Texto de lectura:
....

La búsqueda de la piedra mágica (Mi ofrenda a Santa Maradona)

 Cuando la pandemia acentuó la distancia y agravó el desarraigo, me aferré a la piedra mágica del abra como la luz de faro que me guiaría de nuevo a las montañas. De hecho, cuando la encontré, en noviembre o diciembre, ya no recuerdo, los tiempos ya eran aciagos, violentos y de cataclismos, y por ello, para conjurarlos y ahuyentarlos, es que dejé a la piedra mágica encima de la apacheta del cerro, al cuidado de los vientos, bajo la solemne promesa de venir a recogerla cuando la mala hora cesara o se atisbara algún cambio o el viento fertilizara el destino. Pero vino la pandemia en marzo y la desdicha se fue estirando y no había otra cosa que hacer que mitificar a la bendita piedra, reforzar sus poderes sanadores y evocarlos en poemas desgarrados. [1]

 

Finalmente, en octubre, sucedió lo que asegura la cueca más exiliada de todas, la Caraqueña, que no hay mal que dure cien años e hisopados y con barbijo, volvimos a nuestra casa. Sucede también que aquí, gracias a Dios y a Viracocha, hay muchas montañas y la montaña de la piedra mágica no quedaba detrás de mi ventana, como es el caso de las montañas de Aruntaya, sino que se estaba lejos y bueno, había que montarse una pequeña logística para llegar hasta ella, y como somos de a pie, había que coordinar una evacuación, un rescate para la vuelta. No era así nomás.

 

La cosa que fui postergando ir al encuentro de la piedra mágica hasta que ocurrió algo inevitable pero que detonó las ansias: El Diego partió hacia la inmortalidad. Fue entonces que, en medio del dolor, la decisión se volvió imperativa: los tiempos habían cambiado -el pueblo lo había decidido así- y había que honrar la palabra dada a la piedra, de ir a buscarla, pero ahora por un motivo, tan hondo y tan diáfano como el haber roto el maleficio y regresar a casa. Y ese motivo era este: había que ofrendar la santa memoria de El Diego y, a la vez, había que ofrendar a la tierra, a la Pacha, a las apachetas para que ellas ayuden a El Diego a elevarse hacia el infinito cósmico.

....

Extracto de datos:

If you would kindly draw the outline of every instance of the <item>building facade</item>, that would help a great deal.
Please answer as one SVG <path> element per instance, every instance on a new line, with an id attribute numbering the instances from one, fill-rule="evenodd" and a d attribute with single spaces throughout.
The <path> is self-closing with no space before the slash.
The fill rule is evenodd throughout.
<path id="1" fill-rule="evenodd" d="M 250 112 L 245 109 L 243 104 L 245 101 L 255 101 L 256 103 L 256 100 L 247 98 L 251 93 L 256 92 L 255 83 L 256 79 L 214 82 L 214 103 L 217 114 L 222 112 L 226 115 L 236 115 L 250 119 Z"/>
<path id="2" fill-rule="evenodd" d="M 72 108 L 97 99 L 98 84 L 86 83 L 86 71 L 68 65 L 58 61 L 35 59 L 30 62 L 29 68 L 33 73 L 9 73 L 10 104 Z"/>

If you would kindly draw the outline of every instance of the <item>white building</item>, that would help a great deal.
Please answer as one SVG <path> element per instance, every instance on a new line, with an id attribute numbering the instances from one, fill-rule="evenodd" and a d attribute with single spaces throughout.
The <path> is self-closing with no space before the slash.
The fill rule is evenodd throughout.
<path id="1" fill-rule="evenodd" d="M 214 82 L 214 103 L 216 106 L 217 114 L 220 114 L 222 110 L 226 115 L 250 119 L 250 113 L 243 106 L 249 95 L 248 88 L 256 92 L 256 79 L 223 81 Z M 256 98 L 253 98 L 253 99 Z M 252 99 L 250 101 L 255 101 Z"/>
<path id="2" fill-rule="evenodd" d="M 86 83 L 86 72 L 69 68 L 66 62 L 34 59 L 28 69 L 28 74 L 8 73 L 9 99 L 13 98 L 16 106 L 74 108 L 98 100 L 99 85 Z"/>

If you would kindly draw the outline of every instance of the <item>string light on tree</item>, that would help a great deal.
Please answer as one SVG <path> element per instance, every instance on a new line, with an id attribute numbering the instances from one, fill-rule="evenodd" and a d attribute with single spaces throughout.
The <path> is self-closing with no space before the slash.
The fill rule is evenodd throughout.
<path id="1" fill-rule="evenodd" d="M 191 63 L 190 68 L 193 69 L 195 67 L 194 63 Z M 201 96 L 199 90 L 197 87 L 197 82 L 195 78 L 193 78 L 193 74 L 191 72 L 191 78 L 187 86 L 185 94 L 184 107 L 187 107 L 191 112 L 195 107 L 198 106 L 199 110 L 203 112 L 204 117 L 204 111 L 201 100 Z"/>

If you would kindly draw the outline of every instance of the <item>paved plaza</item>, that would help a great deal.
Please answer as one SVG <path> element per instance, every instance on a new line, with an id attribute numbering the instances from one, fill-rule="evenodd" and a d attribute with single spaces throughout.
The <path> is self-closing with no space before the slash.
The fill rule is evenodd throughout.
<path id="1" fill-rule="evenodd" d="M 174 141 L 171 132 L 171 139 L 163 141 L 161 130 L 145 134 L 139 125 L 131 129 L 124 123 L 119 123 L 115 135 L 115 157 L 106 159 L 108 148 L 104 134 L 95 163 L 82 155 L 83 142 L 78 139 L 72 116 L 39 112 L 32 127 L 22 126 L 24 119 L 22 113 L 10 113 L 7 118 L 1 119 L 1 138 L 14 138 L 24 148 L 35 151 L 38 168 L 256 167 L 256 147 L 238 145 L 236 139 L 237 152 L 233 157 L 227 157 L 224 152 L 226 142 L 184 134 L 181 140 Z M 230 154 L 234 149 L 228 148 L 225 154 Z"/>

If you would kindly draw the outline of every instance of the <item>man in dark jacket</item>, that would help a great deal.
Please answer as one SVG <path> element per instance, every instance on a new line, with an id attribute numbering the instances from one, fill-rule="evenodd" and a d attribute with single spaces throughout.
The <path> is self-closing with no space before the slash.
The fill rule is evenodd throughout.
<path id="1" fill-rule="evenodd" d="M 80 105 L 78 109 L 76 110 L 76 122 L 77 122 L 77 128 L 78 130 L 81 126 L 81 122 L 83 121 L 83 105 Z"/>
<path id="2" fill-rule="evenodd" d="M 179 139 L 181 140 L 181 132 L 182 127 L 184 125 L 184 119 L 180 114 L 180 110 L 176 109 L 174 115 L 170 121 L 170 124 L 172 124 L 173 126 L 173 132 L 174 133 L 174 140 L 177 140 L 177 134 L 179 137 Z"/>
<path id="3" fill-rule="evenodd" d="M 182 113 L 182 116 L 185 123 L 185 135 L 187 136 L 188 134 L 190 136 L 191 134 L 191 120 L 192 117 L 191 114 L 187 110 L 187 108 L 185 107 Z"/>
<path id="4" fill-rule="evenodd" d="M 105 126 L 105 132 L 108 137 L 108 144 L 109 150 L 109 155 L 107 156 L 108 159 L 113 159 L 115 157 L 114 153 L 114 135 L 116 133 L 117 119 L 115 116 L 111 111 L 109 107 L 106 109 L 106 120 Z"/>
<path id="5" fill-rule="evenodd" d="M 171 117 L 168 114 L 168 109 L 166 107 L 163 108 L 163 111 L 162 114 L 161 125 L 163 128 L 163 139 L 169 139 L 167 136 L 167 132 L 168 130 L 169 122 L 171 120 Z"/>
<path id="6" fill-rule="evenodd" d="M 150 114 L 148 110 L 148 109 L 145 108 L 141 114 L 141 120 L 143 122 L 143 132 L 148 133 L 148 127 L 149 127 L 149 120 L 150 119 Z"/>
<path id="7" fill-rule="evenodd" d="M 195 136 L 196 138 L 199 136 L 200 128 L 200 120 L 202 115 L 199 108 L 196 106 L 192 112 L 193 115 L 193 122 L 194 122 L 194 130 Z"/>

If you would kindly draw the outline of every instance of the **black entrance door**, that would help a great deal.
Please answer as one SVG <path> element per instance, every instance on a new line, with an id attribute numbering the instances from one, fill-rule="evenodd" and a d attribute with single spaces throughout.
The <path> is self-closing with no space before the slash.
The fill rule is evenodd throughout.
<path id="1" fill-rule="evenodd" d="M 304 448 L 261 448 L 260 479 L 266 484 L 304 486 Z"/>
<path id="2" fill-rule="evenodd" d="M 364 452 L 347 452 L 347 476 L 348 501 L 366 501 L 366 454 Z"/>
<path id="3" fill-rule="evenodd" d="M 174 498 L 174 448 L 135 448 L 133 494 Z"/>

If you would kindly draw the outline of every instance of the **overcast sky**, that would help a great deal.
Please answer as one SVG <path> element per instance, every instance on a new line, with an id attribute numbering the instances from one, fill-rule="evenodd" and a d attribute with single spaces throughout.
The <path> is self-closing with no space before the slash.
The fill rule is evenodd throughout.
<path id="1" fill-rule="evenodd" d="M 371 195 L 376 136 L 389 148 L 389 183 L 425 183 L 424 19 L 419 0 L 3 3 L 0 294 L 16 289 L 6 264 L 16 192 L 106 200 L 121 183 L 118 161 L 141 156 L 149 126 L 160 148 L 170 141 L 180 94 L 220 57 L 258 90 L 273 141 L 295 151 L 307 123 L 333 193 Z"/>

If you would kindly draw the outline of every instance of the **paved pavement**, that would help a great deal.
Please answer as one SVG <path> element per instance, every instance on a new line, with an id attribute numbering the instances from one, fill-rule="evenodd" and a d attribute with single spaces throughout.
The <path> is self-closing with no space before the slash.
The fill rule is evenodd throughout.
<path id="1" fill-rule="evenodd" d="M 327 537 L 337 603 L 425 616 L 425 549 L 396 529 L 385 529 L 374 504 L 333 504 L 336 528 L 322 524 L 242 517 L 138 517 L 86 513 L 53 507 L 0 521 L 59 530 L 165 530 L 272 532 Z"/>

....

Actividad 1: Traduce al inglés esta oración del texto sobre la piedra mágica: "No era así nomás."
Actividad 2: Por favor, prosigue el texto sobre la piedra mágica a partir de su última oración.
Las líneas no tienen ningún papel en este ejercicio.

Espacio de respuesta 1: It wasn't that simple.

Espacio de respuesta 2:
Las apachetas son eso: son el lugar que trama suelo y cielo, son el sitio desde el cual uno accede y se conecta con la inmensidad insondable del cosmos, de donde venimos y hacia donde volvemos todos nosotros. Ahora que El Diego había sido enterrado -eso lo habíamos visto por la tele-, era un deber, imposible de eludir con alguien como el que tantas alegrías nos procuró y tanta inspiración nos brindó siempre, ayudar a que su ajayu, su almita, se cargue de dones y de energía para lanzarse al viaje sideral, al viaje de regreso a la matriz de la vida eterna, al viaje sin final hasta ese lugar donde, tarde o temprano, lo volveremos a encontrar.

 

Fue entonces que la búsqueda de la piedra mágica se volvió doblemente devocional, doblemente propiciatorio, doblemente una devolución agradecida y a corazón abierto, celebrando la vida de El Diego, procurándole toda la luz, la paz y la serenidad y las seguridades telúricas en su viaje a las estrellas, y, a la vez, la reafirmación, la restitución del camino del destino para los que nos quedábamos de este lado. Había que recobrar esa piedra para que todo el dispositivo se active. No se diga más: armé mi mochila y salí esperanzado rumbo al cerro de Mullumarka.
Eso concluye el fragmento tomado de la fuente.